[Named-object pointing records]
■ ■ ■ ■ ■

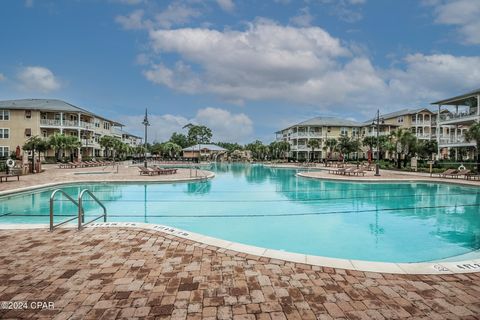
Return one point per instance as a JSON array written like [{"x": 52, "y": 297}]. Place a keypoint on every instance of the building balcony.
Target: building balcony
[
  {"x": 66, "y": 124},
  {"x": 452, "y": 141},
  {"x": 297, "y": 135},
  {"x": 460, "y": 118}
]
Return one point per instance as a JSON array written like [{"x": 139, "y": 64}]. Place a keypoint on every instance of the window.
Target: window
[
  {"x": 4, "y": 115},
  {"x": 4, "y": 152},
  {"x": 4, "y": 133}
]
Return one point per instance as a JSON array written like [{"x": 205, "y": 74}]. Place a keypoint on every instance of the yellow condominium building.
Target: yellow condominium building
[{"x": 22, "y": 119}]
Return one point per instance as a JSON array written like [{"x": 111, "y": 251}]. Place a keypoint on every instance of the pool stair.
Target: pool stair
[{"x": 79, "y": 205}]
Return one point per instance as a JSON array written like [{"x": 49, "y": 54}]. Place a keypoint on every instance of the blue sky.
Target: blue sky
[{"x": 244, "y": 68}]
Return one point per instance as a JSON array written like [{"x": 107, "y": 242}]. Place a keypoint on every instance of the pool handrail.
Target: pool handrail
[
  {"x": 52, "y": 199},
  {"x": 81, "y": 216}
]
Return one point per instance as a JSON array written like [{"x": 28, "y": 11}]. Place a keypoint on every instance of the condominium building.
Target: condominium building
[
  {"x": 319, "y": 128},
  {"x": 422, "y": 122},
  {"x": 22, "y": 119},
  {"x": 455, "y": 115}
]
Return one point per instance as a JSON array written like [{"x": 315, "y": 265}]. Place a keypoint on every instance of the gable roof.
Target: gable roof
[
  {"x": 208, "y": 146},
  {"x": 47, "y": 105},
  {"x": 458, "y": 99}
]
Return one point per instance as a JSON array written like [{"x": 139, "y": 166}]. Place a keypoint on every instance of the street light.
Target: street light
[
  {"x": 146, "y": 124},
  {"x": 377, "y": 164}
]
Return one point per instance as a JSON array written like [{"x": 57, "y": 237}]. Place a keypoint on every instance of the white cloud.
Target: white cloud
[
  {"x": 226, "y": 5},
  {"x": 345, "y": 10},
  {"x": 176, "y": 13},
  {"x": 128, "y": 2},
  {"x": 305, "y": 66},
  {"x": 464, "y": 14},
  {"x": 226, "y": 126},
  {"x": 132, "y": 21},
  {"x": 303, "y": 18},
  {"x": 36, "y": 78}
]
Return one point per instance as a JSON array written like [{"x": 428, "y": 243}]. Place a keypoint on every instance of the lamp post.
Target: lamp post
[
  {"x": 146, "y": 124},
  {"x": 377, "y": 164}
]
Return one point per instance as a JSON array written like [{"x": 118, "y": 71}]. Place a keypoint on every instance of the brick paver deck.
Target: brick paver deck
[{"x": 108, "y": 273}]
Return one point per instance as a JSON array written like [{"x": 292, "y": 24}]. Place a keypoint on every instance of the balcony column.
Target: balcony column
[
  {"x": 438, "y": 132},
  {"x": 478, "y": 105}
]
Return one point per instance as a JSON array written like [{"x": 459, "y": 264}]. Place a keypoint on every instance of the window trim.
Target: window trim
[
  {"x": 2, "y": 114},
  {"x": 3, "y": 133}
]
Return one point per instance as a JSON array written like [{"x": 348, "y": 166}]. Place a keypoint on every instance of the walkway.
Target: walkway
[{"x": 109, "y": 273}]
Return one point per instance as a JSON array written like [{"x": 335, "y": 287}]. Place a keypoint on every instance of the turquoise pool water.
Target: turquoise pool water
[{"x": 272, "y": 208}]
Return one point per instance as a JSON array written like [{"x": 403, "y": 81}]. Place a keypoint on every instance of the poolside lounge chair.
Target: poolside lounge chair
[
  {"x": 447, "y": 172},
  {"x": 461, "y": 173},
  {"x": 146, "y": 171}
]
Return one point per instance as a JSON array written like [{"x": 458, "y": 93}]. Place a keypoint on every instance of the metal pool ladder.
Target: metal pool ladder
[{"x": 79, "y": 204}]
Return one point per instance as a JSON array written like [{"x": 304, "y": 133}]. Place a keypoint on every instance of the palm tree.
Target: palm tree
[
  {"x": 370, "y": 142},
  {"x": 284, "y": 148},
  {"x": 473, "y": 134},
  {"x": 404, "y": 143},
  {"x": 72, "y": 143},
  {"x": 314, "y": 144},
  {"x": 330, "y": 145},
  {"x": 57, "y": 143},
  {"x": 107, "y": 142},
  {"x": 35, "y": 144}
]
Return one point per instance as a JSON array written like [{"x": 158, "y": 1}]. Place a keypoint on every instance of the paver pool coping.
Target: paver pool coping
[
  {"x": 434, "y": 268},
  {"x": 210, "y": 175},
  {"x": 440, "y": 267}
]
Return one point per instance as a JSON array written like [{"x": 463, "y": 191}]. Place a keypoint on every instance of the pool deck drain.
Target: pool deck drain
[{"x": 128, "y": 272}]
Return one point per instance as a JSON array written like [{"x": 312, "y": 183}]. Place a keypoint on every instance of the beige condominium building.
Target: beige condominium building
[
  {"x": 421, "y": 122},
  {"x": 22, "y": 119},
  {"x": 455, "y": 116}
]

■ ■ ■ ■ ■

EXERCISE ->
Omitting all images, retype each line of the records precisely.

FINAL RESULT ->
Return one point per instance as a JSON array written like [{"x": 52, "y": 297}]. Place a keypoint on every instance of the building balcony.
Target: building balcony
[
  {"x": 66, "y": 124},
  {"x": 452, "y": 141},
  {"x": 297, "y": 135},
  {"x": 460, "y": 118}
]
Return one point per instance as a JSON array written like [{"x": 139, "y": 64}]. Place a keypoint on every instance of the window.
Target: window
[
  {"x": 4, "y": 115},
  {"x": 4, "y": 152},
  {"x": 4, "y": 133}
]
Return one point per instance as a JSON array written like [{"x": 205, "y": 74}]. Place a keypoint on every instance of the yellow condominium building.
Target: yellow condominium building
[{"x": 22, "y": 119}]
Return one point per instance as a JSON array written like [{"x": 111, "y": 251}]. Place a keypoint on every instance of the pool stair.
Target: pool stair
[{"x": 79, "y": 205}]
Return one point per instance as a JSON array written like [{"x": 49, "y": 54}]. Place a keypoint on every instance of the blue sky.
Target: blue sky
[{"x": 244, "y": 68}]
Return one point per instance as a JSON array written like [{"x": 107, "y": 242}]. Place a keypoint on every instance of the pool handrail.
Target: pool handrail
[
  {"x": 52, "y": 199},
  {"x": 81, "y": 216}
]
Return one point per instance as a JSON array written like [{"x": 28, "y": 11}]. Place a keypoint on every instance of the condominium building.
Target: condominium building
[
  {"x": 319, "y": 128},
  {"x": 422, "y": 122},
  {"x": 22, "y": 119},
  {"x": 455, "y": 115}
]
Return one point per instance as a JSON array written like [{"x": 315, "y": 265}]. Place a keypoint on every instance of the gable roof.
Target: gable roof
[
  {"x": 208, "y": 146},
  {"x": 47, "y": 105},
  {"x": 458, "y": 99}
]
Return one point per instance as a JSON array written like [{"x": 139, "y": 166}]. Place a keypoint on every instance of the street light.
Target: street light
[
  {"x": 146, "y": 124},
  {"x": 377, "y": 164}
]
Return one point per instance as a JSON array written like [{"x": 57, "y": 237}]. Place a keypoint on every instance of the white cloud.
Target: white cloud
[
  {"x": 226, "y": 5},
  {"x": 345, "y": 10},
  {"x": 176, "y": 13},
  {"x": 128, "y": 2},
  {"x": 305, "y": 66},
  {"x": 464, "y": 14},
  {"x": 226, "y": 126},
  {"x": 132, "y": 21},
  {"x": 303, "y": 18},
  {"x": 36, "y": 78}
]
Return one point per instance as a JSON array written like [{"x": 428, "y": 243}]. Place a keypoint on every instance of the lamp post.
Target: lamp post
[
  {"x": 146, "y": 124},
  {"x": 377, "y": 164}
]
Return one point per instance as a JSON array written like [{"x": 118, "y": 71}]. Place a keypoint on every instance of the brick paver deck.
Target: brick paver deck
[{"x": 108, "y": 273}]
Return one point per instance as a JSON array written like [{"x": 292, "y": 24}]. Place a keypoint on every instance of the balcony column.
Target: balcony column
[
  {"x": 438, "y": 132},
  {"x": 478, "y": 105}
]
Return one point per instance as a JSON array written like [{"x": 459, "y": 264}]. Place a keypoint on every instance of the window trim.
Target: window trim
[
  {"x": 2, "y": 114},
  {"x": 3, "y": 133}
]
Return one point per instance as a JSON array written like [{"x": 348, "y": 166}]. Place a keypoint on every instance of the walkway.
Target: walkway
[{"x": 109, "y": 273}]
Return one point per instance as a JSON array written like [{"x": 335, "y": 287}]. Place a keypoint on every instance of the turquoise pool water.
Target: turquoise pool water
[{"x": 272, "y": 208}]
Return one point per instance as a JSON array written like [{"x": 403, "y": 81}]. Place a keypoint on every instance of the poolside lounge chair.
Target: poolside lounge chair
[
  {"x": 447, "y": 172},
  {"x": 461, "y": 173},
  {"x": 146, "y": 171}
]
Return one point per instance as a JSON array written like [{"x": 458, "y": 93}]. Place a keypoint on every instance of the metal pool ladder.
Target: metal pool ladder
[{"x": 79, "y": 204}]
Return one point per instance as a JSON array written like [{"x": 304, "y": 133}]. Place a keypoint on every instance of the palm tree.
Target: palm tree
[
  {"x": 370, "y": 142},
  {"x": 284, "y": 148},
  {"x": 473, "y": 134},
  {"x": 404, "y": 143},
  {"x": 72, "y": 143},
  {"x": 314, "y": 144},
  {"x": 330, "y": 145},
  {"x": 57, "y": 143},
  {"x": 107, "y": 142},
  {"x": 35, "y": 144}
]
Return one point per instance as a JSON array written like [{"x": 158, "y": 1}]. Place a keypoint on every instance of the paver pool coping.
Target: paver pool coping
[
  {"x": 434, "y": 268},
  {"x": 210, "y": 175},
  {"x": 440, "y": 267}
]
Return one point per instance as a JSON array written like [{"x": 463, "y": 191}]. Place a keypoint on every instance of the pool deck drain.
Target: pool deck drain
[{"x": 128, "y": 272}]
Return one point per instance as a JSON array written like [{"x": 312, "y": 183}]. Place a keypoint on every instance of the beige condominium building.
Target: beige condominium building
[
  {"x": 421, "y": 122},
  {"x": 22, "y": 119},
  {"x": 455, "y": 116}
]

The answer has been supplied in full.